## EXERCISE TASK
Copy each line below without leaving any out.

[Records from a data collection]

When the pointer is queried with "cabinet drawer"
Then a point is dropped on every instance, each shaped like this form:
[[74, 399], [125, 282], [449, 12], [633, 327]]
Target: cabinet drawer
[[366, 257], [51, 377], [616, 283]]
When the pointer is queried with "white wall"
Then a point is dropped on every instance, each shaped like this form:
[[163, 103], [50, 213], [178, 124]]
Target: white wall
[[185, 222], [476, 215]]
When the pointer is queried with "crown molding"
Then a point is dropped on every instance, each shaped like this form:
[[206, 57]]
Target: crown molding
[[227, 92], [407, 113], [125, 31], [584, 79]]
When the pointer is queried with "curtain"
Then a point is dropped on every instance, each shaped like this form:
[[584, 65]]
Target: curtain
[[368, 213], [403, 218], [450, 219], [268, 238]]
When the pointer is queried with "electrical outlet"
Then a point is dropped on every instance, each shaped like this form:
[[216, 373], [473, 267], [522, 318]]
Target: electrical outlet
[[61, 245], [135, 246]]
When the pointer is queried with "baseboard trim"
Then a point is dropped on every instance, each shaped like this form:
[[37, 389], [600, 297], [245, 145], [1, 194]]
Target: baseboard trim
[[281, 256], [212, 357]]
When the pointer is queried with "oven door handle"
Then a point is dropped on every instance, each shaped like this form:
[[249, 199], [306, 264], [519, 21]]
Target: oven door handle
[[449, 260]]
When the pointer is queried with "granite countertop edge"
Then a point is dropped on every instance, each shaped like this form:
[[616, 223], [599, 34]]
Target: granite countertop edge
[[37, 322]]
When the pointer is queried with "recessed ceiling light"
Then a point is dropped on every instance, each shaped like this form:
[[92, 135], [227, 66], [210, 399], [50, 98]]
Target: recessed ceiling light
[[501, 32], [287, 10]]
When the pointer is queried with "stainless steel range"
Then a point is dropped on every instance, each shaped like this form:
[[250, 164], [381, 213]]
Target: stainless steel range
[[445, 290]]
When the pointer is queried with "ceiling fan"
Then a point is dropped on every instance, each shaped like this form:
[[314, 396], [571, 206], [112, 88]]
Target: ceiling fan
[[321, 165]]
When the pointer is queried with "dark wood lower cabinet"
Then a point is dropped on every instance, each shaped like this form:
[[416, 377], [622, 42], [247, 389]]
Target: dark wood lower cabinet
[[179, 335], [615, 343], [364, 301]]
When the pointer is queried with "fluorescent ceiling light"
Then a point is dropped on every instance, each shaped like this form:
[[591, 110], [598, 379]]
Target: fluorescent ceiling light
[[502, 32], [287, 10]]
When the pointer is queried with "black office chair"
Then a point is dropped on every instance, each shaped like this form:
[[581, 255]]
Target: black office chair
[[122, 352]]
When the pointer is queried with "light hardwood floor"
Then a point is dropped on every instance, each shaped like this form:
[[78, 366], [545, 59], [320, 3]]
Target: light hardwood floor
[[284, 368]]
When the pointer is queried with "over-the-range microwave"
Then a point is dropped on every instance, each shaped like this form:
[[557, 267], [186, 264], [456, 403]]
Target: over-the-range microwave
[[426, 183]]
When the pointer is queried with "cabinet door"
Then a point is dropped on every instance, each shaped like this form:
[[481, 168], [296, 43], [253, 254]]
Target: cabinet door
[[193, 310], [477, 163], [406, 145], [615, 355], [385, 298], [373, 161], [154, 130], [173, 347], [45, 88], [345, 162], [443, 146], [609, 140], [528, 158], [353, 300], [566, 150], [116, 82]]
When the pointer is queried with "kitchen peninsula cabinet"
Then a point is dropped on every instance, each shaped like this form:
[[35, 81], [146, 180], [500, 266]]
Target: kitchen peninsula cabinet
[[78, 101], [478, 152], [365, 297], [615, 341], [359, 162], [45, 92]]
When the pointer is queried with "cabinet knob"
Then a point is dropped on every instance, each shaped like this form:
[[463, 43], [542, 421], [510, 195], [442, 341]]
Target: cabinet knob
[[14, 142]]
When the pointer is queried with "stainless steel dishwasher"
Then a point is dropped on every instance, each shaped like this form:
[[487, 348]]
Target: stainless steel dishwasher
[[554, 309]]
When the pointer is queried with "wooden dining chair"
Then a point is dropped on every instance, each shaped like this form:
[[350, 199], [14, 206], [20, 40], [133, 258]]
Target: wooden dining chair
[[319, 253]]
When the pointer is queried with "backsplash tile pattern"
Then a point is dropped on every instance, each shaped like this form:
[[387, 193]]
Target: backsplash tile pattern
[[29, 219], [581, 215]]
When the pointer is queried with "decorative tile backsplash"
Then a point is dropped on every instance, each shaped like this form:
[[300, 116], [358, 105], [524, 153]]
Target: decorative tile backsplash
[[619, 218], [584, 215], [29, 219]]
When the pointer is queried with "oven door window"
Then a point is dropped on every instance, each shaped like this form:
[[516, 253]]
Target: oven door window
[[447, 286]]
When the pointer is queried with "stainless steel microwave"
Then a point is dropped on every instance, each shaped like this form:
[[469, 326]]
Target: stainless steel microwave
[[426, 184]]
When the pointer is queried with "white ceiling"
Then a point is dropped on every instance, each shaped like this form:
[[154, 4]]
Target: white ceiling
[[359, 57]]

## REPLY
When the pointer is queried with "cabinet drawer"
Then a point is dropped on every instance, each shaped like this form:
[[74, 399], [125, 282], [449, 12], [633, 327]]
Target: cabinet drawer
[[366, 257], [51, 377], [616, 283]]
When the pointer is queried with "white wall"
Then a point is dropped on every instance, each shaped like this form:
[[163, 103], [50, 213], [178, 124]]
Target: white wall
[[185, 222], [476, 215]]
When the pointer is queried with "crown molding"
Then a point is dropped on every instance, each shaped like this form:
[[206, 57]]
Target: crown molding
[[227, 92], [407, 113], [125, 31], [584, 79]]
When the pointer is queried with "curtain"
Then a point is dropped on every instance, each shaped like this form:
[[584, 65]]
Target: curtain
[[368, 213], [403, 218], [450, 219], [268, 238]]
When the pointer is queried with "electrical outlet"
Then a point is dropped on every instance, each shaped like this form:
[[216, 373], [473, 267], [522, 318]]
Target: electrical outlet
[[61, 245], [135, 246]]
When the pointer is queried with "baseboard trim"
Then a point is dropped on every instance, each shaped like this form:
[[37, 389], [600, 297], [245, 145], [1, 194]]
Target: baseboard trim
[[281, 256], [212, 357]]
When the pointer is queried with "oven door handle"
Then a point is dropped on every instance, each shaped like this form:
[[249, 199], [306, 264], [519, 21]]
Target: oven door handle
[[449, 260]]
When the pointer is queried with "granite countertop edge"
Then a point is dropped on every instance, each shaped like this form:
[[616, 223], [599, 34]]
Target: granite countertop edge
[[37, 322]]
When the pointer is queried with "recessed ceiling light"
Then a point is dropped on every instance, each shaped like this form:
[[92, 135], [227, 66], [210, 399], [50, 98]]
Target: recessed ceiling light
[[501, 32], [287, 10]]
When the pointer is queried with "stainless steel range"
Then a point is dropped on every instance, each shaped like this form:
[[250, 164], [381, 213]]
Target: stainless steel range
[[445, 290]]
When the pointer is queried with "ceiling fan"
Then a point is dropped on every instance, each shaped like this form:
[[314, 396], [571, 206], [112, 88]]
Target: ceiling fan
[[321, 165]]
When the pointer is queried with "dark wood lower cabinet"
Then a point is dropped on every instance, each shaped like this form:
[[416, 377], [622, 42], [247, 389]]
Target: dark wood lower cabinet
[[179, 335], [615, 343], [364, 301]]
When the pointer is queried with "fluorescent ceiling light"
Then a point is dropped on every instance, each shaped like this form:
[[591, 110], [598, 379]]
Target: fluorescent ceiling light
[[502, 32], [287, 10]]
When the pointer is queried with "black office chair"
Then a point is dropped on every instance, each shaped like this form:
[[581, 255]]
Target: black office chair
[[122, 352]]
When the pointer is queried with "light hardwood floor"
Then a point is dropped on every instance, each shaped like this form:
[[78, 366], [545, 59], [320, 3]]
Target: light hardwood floor
[[284, 368]]
When the pointer is queried with "over-the-range microwave"
Then a point is dropped on every instance, each shaped like this form:
[[557, 267], [186, 264], [456, 403]]
Target: over-the-range microwave
[[426, 183]]
When the pointer is queried with "cabinet door"
Then a point is dropped on every instance, each shaped like this form:
[[481, 168], [296, 43], [253, 254]]
Target: cabinet door
[[193, 310], [477, 163], [406, 145], [615, 355], [385, 298], [373, 161], [154, 130], [173, 347], [45, 88], [345, 162], [443, 146], [609, 140], [528, 158], [353, 300], [566, 150], [116, 82]]
When the pointer is queried with "kitchen peninsula cabinet"
Then a point is dropped on every instance, each shaped like this form:
[[35, 81], [146, 180], [500, 266]]
Target: kitchen peninsula cabinet
[[78, 101], [478, 152], [365, 297], [615, 341], [359, 162], [45, 92]]
When the pointer is queried with "cabinet knob"
Then a point is dropped on every instance, each shaped like this form:
[[463, 43], [542, 421], [510, 195], [442, 341]]
Target: cabinet knob
[[14, 142]]
When the pointer is queried with "stainless steel dishwasher"
Then a point is dropped on every instance, each shaped like this form:
[[487, 348]]
Target: stainless steel dishwasher
[[554, 309]]
When the pointer is queried with "wooden dining chair"
Then a point is dropped on every instance, each shaped like this form:
[[350, 199], [14, 206], [20, 40], [133, 258]]
Target: wooden dining chair
[[319, 253]]
When the pointer is queried with "backsplash tile pattern"
Then a point is dropped on every instance, each shaped like this form:
[[387, 193]]
Target: backsplash tile pattern
[[29, 219], [581, 215]]
When the pointer is queried with "decorative tile backsplash"
Then a point is dropped on every instance, each shaped like this form:
[[300, 116], [358, 105], [524, 153]]
Target: decorative tile backsplash
[[619, 218], [584, 215], [29, 219]]
When the pointer is queried with "oven door window"
Then a point is dropped on every instance, each shaped like this form:
[[516, 253]]
Target: oven door window
[[447, 286]]
When the pointer is queried with "stainless steel microwave"
Then a point is dropped on every instance, each shaped like this form:
[[469, 326]]
Target: stainless steel microwave
[[426, 184]]
When the pointer is queried with "white ceiling"
Then a point is dropped on every instance, each shaped like this form:
[[154, 4]]
Target: white ceiling
[[359, 57]]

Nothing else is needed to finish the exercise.